▶ Set problem 1
Answer these questions about the weblog entry on the Internet Archive, one answer per line:
(a) In what year did the writer join the Internet Archive?
(b) In which decade of life does the writer say the Perfect Job arrived?
(c) Which two weaknesses does the writer plan to go after in 2014?
▶ Set problem 2
Resume the weblog entry about the Internet Archive, picking up right after its final sentence.

▶ Document

ASCII by Jason Scott

Jason Scott's Weblog

The Frightening Cornucopia —

I am an extremely lucky person.

I’m lucky for a host of reasons, but in this particular case, I’ve been matched up with the Perfect Job very early in my life – my 40s. Some people get earlier, of course, but many more get it later, if at all. Life at the Internet Archive is just what I wanted it to be. Conflicts are barely anthills. Achieved dreams loom in every direction. Triumphs have been many, failures often more hilarious than troublesome.

When I joined in 2011, I was given several overarching aspects to think about, and I added a few of my own. One of them was software and another was the emulation in a browser thing, both of them going quite swimmingly. Another was to spiff up the donation page, and at this exact second the design’s a little cramped for the holiday matching fund drive, the flexibility of the new design and the addition of subscriptions turned out to be well worth my attention.

So, 2014 looms. What’s got my attention and why did I use a word like frightening in the title of this entry?

First of all, I’m not “done” with the JSMESS project and I’m certainly not done adding software items to the archive – those will continue and may even dwarf the rest of what I’m doing for some time to come. They’re both big, important things and I’m working on them nearly daily, as are many others.

We needed easier money donation, and we needed software emulation in the browser, and now we have that, and it will get better as time goes on.

In 2014, I want to go after two other weaknesses in the Internet Archive arsenal: Metadata and Discovery. (And maybe Accessibility if we can swing it).

[Object location annotation data]
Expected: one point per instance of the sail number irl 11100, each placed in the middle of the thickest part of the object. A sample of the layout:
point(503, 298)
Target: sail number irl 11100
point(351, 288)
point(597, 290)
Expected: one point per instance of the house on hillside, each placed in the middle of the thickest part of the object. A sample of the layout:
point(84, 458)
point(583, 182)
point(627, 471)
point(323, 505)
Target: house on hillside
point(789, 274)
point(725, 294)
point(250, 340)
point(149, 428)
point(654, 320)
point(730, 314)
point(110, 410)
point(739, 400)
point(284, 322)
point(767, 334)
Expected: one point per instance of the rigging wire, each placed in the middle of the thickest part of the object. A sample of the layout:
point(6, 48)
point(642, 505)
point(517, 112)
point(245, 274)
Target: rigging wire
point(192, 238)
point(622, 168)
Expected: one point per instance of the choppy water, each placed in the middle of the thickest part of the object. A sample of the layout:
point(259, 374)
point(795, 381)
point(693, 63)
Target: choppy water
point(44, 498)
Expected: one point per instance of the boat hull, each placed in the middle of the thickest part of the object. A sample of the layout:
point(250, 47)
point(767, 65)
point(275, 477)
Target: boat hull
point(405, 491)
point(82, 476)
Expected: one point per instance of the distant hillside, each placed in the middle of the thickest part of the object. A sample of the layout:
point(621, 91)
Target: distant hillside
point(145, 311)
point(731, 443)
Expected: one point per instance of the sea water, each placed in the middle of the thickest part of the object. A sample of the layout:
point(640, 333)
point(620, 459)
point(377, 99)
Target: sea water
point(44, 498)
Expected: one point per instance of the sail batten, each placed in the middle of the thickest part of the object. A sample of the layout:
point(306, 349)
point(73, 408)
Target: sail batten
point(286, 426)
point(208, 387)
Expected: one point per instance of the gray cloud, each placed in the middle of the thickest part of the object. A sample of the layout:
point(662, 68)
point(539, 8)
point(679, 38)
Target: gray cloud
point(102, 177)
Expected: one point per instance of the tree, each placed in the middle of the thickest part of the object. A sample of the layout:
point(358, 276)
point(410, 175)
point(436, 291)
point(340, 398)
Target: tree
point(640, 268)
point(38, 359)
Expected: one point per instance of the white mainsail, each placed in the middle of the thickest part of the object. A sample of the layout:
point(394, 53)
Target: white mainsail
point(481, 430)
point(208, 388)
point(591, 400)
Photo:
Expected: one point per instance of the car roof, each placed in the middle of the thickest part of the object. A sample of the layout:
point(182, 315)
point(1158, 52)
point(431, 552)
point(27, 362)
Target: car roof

▶ Reply 1
(a) 2011
(b) The writer's 40s
(c) Metadata and Discovery

▶ Reply 2
When I interact with professional librarians and archivists, or even folks who are really, really into the subjects that I’m focusing on (vintage software, crazy old crap), the conversation quickly turns to how in fact these items are being described and given metadata. And then the question of how it can possibly be found at all.

So, in the very specific realm of software, bear in mind we’re making up for decades of institutional neglect. Oh, hobbyists and intense amateurs were getting shit done, let’s not diminish that work at all. But it was all being done under this cloud of “are we in trouble” that meant that the hosting and interaction of the materials meant that a few random brave souls would make good collections (Home of the Underdogs for binaries, MobyGames for metadata, for ROMs) and then things would go south for a variety of reasons and the information and data would disappear again, sometimes for good. No institution stepped in. Not really. And so here we are, with the Internet Archive now stepping in. Become the largest historical collection in the world? Check.

To do this, we absorbed many terabytes of data, from a wide range of software. Some people were very specific about high-quality descriptions and naming. Others…. were not. But again, to make up for lost time, in it went.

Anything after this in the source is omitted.